#### [PASSAGE GIVEN]
┌──

Gregory, his little weak manipulated friend, and Joel Zadak

Allen Gregory’s over-blown intelligence comes into question as you look at the influences in his life. Richard is dumber than Paris Hilton, and the man that was actually supposed to be teaching him, Jeremy is a push over that is easily manipulated and takes being abused by Gregory and Richard without a single argument (I’ll talk more about him and the other “likable” characters in a moment). There are a few particular episodes that chip away at his intelligence and instead expose him as just a sheltered kid that lacks any form of credible knowledge, and is instead just a prick with an over-blown self-esteem.

Episode 5, Full Blown Maids, deals with Allen Gregory’s racism towards Hispanics, and how he finds it hard to believe that not every Hispanic is in the janitorial service. Not only does he fire the Latina maid after he walks in on her in the bathroom (a joke aimed at the movie, The Help, maybe?); an action that gets a ‘good job’ from Richard, but also tries to fire one of his fellow students when he refuses to clean up spilled milk. When his teacher, Gina (voiced by fellow Apatow alum, Leslie Mann) tries to get him to write an essay, Allen Gregory belittles her exercise and her person in general (as he often does, him making fun of this actually quite nice teacher, is a running theme). Instead he decides to write a play to tell his side of the story. A play that does in fact make that Hispanic student a janitor who acts like a student to save his job, it also suggests that he was fired because he didn’t do his job, not because he was Hispanic. It was such a loopy and ridiculous scenario that only served to prove that Allen Gregory was indeed a horrible racist. Yet, he gets away with it all when the slandered Hispanic student gets on stage and confronts the audience and the play to explain his side, and how racism is really bad. Everyone cheers him for presenting the correct message, and allows Gregory to take credit for coming up with the idea. Gina on the other hand is left holding the bag and looking like an idiot for just “not getting it.”

Talking about Full Blown Maids reminds me of another bad aspect of the show. While other crude shows like South Park confront controversial issues, they do so in a way that is clever and ends with a message (often dealing with both sides of that subject) that leaves the audience considering the issues. Allen Gregory instead goes at these controversial issues and just tears them apart, such as the racist episode above. It didn’t send any message, other then that the bastard racist gets away with it, and anyone that tries to step in his way will get stomped on in the process.

Gina, Gina, Gina... listen, I suck.

Episode 3: Gay School Dance, deals with a constant theme on the show, homosexuality. When Gregory decides he has to continue his ploy to get into the social graces of Joel Zadak, he gets his father to make the school make it a Gay Dance, where girls can only ask girls and boys can only ask boys. While there was a few snicker worthy moments as the kids bought into the idea, since they were freakin’ SEVEN, and asking a same-sex friend was so much easier, the message the episode tried to present when Gregory’s plans fail is that the students should be allowed to choose. They can experiment, and if they like it, maybe they can choose to be gay. It was a horrid speech, and when someone went up to correct the message, they were cut-off by the resolution of another dumb side story in the episode. Thus leaving that message in the open. Now, of course it is known by most viewers that this was satire, and Allen Gregory is a misguided individual. The problem is, the satire isn’t funny, it isn’t clever, and when offensive comedy isn’t funny, it is just offensive. Every time this show attempts to be controversial and tackle some offensive comedy, they forget the funny, and just leave the offensive. That is a big problem.

└──

#### [WHAT YOU SHOULD DO]
Update the review, starting at "Talking about Full" and ending at "listen, I suck.", and put "edgy" wherever "crude" appears in that stretch.

#### [DATA LINES]
┌──

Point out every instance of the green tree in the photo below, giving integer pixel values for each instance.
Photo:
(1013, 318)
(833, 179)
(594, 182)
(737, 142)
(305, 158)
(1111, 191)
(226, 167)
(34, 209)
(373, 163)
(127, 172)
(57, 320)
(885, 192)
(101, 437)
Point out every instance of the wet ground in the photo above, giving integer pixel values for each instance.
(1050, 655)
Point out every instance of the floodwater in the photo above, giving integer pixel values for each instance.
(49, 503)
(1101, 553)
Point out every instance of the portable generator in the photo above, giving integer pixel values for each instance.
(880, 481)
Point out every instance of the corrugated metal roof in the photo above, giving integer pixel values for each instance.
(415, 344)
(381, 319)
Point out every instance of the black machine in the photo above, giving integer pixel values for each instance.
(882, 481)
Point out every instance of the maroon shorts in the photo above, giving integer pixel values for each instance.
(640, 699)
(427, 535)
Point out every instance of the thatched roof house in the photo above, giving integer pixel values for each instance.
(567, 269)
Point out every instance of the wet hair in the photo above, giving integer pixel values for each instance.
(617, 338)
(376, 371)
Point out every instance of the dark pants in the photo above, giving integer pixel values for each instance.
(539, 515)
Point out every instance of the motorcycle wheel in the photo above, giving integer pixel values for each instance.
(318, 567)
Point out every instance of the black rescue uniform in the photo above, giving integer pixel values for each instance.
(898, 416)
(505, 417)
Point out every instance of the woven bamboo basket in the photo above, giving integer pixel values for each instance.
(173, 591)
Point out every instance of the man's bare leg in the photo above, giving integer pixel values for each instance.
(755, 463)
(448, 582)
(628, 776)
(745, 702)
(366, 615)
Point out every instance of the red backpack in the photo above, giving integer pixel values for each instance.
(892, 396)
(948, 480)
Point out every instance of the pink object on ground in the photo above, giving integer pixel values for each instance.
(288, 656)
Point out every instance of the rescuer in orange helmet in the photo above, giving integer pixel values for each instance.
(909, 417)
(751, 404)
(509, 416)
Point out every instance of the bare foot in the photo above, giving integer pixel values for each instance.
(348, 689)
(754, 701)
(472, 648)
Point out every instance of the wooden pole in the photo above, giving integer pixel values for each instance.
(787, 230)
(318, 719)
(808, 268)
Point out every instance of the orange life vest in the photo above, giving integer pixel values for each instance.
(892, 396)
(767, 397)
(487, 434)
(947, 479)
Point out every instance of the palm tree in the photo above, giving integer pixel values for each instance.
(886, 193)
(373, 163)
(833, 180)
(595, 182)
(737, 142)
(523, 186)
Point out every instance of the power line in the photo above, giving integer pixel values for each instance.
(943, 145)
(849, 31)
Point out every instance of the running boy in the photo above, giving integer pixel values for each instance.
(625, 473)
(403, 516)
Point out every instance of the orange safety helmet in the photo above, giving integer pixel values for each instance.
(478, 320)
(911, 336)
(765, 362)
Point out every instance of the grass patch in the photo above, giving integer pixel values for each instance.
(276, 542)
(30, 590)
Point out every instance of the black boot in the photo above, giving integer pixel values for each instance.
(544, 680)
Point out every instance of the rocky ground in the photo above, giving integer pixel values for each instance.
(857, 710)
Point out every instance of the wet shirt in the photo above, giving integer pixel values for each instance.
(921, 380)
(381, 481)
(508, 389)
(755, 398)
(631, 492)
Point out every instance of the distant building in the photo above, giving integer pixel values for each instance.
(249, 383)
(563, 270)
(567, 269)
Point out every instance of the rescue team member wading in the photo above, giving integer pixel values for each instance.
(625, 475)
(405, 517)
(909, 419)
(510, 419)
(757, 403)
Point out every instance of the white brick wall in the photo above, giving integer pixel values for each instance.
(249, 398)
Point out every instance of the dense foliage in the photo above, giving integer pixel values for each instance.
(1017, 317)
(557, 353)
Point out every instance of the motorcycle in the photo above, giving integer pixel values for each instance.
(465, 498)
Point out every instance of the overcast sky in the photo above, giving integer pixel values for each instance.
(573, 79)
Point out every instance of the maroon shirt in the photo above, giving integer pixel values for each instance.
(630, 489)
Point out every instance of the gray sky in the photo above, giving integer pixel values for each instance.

└──

#### [ANSWER FOR THE TASK]
Talking about Full Blown Maids reminds me of another bad aspect of the show. While other edgy shows like South Park confront controversial issues, they do so in a way that is clever and ends with a message (often dealing with both sides of that subject) that leaves the audience considering the issues. Allen Gregory instead goes at these controversial issues and just tears them apart, such as the racist episode above. It didn’t send any message, other then that the bastard racist gets away with it, and anyone that tries to step in his way will get stomped on in the process.

Gina, Gina, Gina... listen, I suck.